• Ejercicio: Extraiga de los registros cada línea en la que figure la cadena "tree".
------ Registros
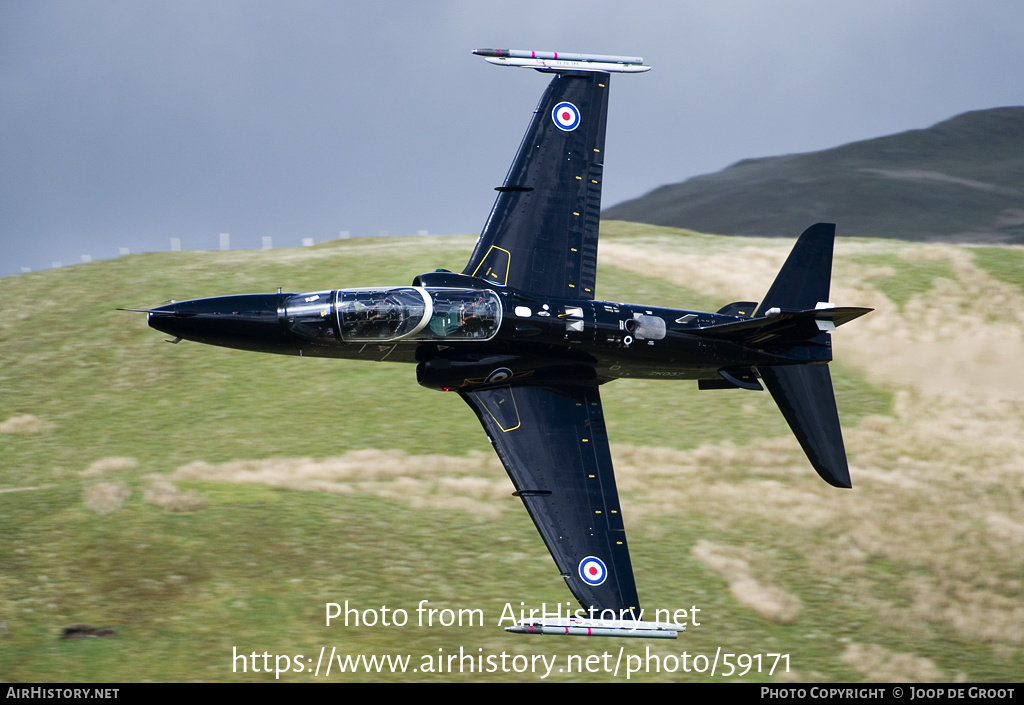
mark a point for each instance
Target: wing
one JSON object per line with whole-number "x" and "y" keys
------------
------ Registros
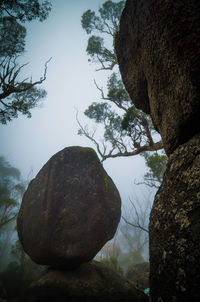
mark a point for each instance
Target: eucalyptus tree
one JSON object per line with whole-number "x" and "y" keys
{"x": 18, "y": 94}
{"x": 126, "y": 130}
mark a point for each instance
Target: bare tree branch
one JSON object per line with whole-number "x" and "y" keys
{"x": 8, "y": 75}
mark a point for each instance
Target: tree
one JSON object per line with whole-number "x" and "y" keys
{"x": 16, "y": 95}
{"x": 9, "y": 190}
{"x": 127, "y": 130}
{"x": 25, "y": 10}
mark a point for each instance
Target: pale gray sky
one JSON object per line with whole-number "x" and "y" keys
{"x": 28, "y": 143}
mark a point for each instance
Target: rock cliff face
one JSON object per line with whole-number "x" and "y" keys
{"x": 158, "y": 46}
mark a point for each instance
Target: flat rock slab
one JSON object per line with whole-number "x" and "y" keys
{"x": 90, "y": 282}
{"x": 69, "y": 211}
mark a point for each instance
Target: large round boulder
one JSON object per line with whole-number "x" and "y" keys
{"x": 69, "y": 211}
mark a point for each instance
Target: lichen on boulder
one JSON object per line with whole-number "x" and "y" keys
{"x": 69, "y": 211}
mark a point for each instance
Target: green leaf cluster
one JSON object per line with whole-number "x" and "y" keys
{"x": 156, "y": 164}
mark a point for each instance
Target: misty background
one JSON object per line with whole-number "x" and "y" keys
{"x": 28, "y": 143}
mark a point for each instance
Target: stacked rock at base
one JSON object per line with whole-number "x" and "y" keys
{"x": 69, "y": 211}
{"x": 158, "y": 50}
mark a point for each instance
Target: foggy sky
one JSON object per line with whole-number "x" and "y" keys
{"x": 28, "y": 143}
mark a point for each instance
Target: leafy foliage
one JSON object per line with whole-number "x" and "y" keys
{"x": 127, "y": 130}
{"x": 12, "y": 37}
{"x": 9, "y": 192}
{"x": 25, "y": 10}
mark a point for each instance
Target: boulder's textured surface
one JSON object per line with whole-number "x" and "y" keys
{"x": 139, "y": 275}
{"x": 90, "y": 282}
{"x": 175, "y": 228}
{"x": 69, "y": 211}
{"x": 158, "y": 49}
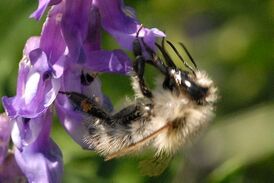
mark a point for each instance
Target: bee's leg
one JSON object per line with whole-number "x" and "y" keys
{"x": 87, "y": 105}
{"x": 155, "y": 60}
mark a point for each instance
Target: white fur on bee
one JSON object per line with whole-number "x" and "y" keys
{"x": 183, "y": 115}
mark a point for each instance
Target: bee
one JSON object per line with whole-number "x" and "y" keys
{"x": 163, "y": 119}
------------
• Respuesta:
Target: eucalyptus tree
Target: bare tree branch
Target: tree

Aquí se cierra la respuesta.